EXERCISE INSTRUCTIONS — Write out every line of the listing below as a numbered list, leaving out any blank lines.

RECORDS SUPPLIED —

-------

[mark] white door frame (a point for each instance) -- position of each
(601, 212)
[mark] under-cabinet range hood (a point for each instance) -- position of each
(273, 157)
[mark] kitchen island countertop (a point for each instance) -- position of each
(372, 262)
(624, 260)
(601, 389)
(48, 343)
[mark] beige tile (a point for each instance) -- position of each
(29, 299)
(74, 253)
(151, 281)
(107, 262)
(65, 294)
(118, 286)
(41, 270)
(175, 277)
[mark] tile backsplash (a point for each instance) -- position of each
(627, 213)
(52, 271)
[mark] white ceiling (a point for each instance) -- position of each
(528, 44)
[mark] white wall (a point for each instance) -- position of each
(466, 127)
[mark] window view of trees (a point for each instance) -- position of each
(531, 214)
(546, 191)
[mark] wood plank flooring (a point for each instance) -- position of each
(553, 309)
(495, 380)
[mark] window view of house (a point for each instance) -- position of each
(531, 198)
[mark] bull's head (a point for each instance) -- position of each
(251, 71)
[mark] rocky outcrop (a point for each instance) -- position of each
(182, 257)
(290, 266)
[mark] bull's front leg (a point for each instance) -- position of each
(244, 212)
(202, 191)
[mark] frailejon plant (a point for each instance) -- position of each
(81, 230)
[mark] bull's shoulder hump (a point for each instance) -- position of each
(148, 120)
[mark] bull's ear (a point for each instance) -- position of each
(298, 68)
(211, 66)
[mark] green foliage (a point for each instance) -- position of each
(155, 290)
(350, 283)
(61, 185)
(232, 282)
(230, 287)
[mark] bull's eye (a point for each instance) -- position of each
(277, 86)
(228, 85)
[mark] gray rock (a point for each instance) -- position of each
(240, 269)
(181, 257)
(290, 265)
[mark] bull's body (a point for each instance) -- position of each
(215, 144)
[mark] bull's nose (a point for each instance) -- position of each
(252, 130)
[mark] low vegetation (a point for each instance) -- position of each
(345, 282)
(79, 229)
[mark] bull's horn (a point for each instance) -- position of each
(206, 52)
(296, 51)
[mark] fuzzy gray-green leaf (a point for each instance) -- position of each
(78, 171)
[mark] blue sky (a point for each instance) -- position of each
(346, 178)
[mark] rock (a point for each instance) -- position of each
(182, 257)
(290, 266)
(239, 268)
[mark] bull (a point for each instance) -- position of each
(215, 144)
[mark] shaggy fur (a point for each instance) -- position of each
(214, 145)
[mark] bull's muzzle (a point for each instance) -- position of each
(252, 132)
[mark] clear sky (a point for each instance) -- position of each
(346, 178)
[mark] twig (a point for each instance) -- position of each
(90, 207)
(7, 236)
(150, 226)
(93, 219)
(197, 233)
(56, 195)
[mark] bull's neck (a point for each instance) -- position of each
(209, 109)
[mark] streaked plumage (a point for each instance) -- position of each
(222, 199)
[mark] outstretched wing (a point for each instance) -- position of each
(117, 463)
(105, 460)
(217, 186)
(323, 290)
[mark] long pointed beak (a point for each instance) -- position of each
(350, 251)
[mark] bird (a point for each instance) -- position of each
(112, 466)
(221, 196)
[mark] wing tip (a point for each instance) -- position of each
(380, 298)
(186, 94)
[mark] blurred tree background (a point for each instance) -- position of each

-------

SOLUTION TO THIS TASK —
1. [mark] white door frame (a point for each instance) -- position of each
2. (601, 212)
3. [mark] under-cabinet range hood (a point for each instance) -- position of each
4. (273, 157)
5. [mark] kitchen island countertop (a point for each instance) -- position of each
6. (372, 262)
7. (624, 260)
8. (601, 389)
9. (48, 343)
10. [mark] beige tile (a point for each instance) -- position of each
11. (29, 299)
12. (74, 253)
13. (151, 281)
14. (107, 262)
15. (65, 294)
16. (118, 286)
17. (41, 270)
18. (175, 277)
19. [mark] tile backsplash (a point for each instance) -- position of each
20. (627, 213)
21. (52, 271)
22. [mark] white ceiling (a point for each instance) -- position of each
23. (528, 44)
24. [mark] white wall (a point for each instance) -- position of each
25. (466, 127)
26. [mark] window view of trees (a point for each instance) -- position of each
27. (531, 214)
28. (546, 191)
29. [mark] wood plank flooring (a point for each instance) -- position of each
30. (553, 309)
31. (495, 380)
32. [mark] window view of house (a point for each instance) -- position of each
33. (531, 198)
34. [mark] bull's head (a point for each instance) -- position of each
35. (251, 71)
36. [mark] rocky outcrop (a point for each instance) -- position of each
37. (182, 257)
38. (290, 266)
39. [mark] bull's front leg (a point for each instance) -- position of each
40. (244, 212)
41. (202, 191)
42. [mark] frailejon plant (a point for each instance) -- position of each
43. (81, 230)
44. [mark] bull's shoulder hump (a point for each instance) -- position of each
45. (148, 120)
46. [mark] bull's ear (a point for each instance) -- position of each
47. (298, 68)
48. (211, 66)
49. [mark] green foliage (a point for each instance) -- position of each
50. (155, 290)
51. (350, 283)
52. (61, 185)
53. (232, 282)
54. (230, 287)
55. [mark] bull's eye (a point for each instance) -- position of each
56. (277, 86)
57. (228, 85)
58. [mark] gray rock (a point for each instance) -- position of each
59. (240, 269)
60. (181, 257)
61. (290, 265)
62. [mark] bull's body (a point for each instance) -- position of each
63. (215, 144)
64. [mark] bull's nose (a point for each instance) -- position of each
65. (252, 130)
66. [mark] low vegetation (a point for each instance) -- position of each
67. (345, 282)
68. (79, 229)
69. [mark] bull's horn (a point for each instance) -- position of each
70. (206, 52)
71. (296, 51)
72. [mark] fuzzy gray-green leaf (a point for each instance) -- position of each
73. (78, 171)
74. [mark] blue sky (a point for each instance) -- position of each
75. (346, 178)
76. [mark] rock (a point for each instance) -- position of each
77. (182, 257)
78. (290, 266)
79. (239, 268)
80. [mark] bull (a point for each instance) -- position of each
81. (215, 144)
82. [mark] shaggy fur (a point for each instance) -- position of each
83. (214, 145)
84. [mark] bull's muzzle (a point for each instance) -- position of each
85. (252, 132)
86. [mark] clear sky (a point for each instance) -- position of each
87. (346, 178)
88. [mark] twig (a point for each instance) -- position of each
89. (90, 207)
90. (7, 236)
91. (150, 226)
92. (93, 219)
93. (197, 233)
94. (56, 195)
95. [mark] bull's neck (a point for each instance) -- position of each
96. (209, 109)
97. [mark] streaked plumage (a point for each instance) -- position of each
98. (222, 199)
99. [mark] outstretched wing (a point for each instance) -- position of each
100. (117, 463)
101. (105, 460)
102. (217, 186)
103. (323, 290)
104. [mark] long pointed beak (a point for each instance) -- position of each
105. (350, 251)
106. [mark] bird (a point for each instance) -- position of each
107. (112, 466)
108. (221, 196)
109. [mark] wing tip (a point for each instance) -- position of each
110. (380, 298)
111. (186, 94)
112. [mark] blurred tree background (a point for each instance) -- position of each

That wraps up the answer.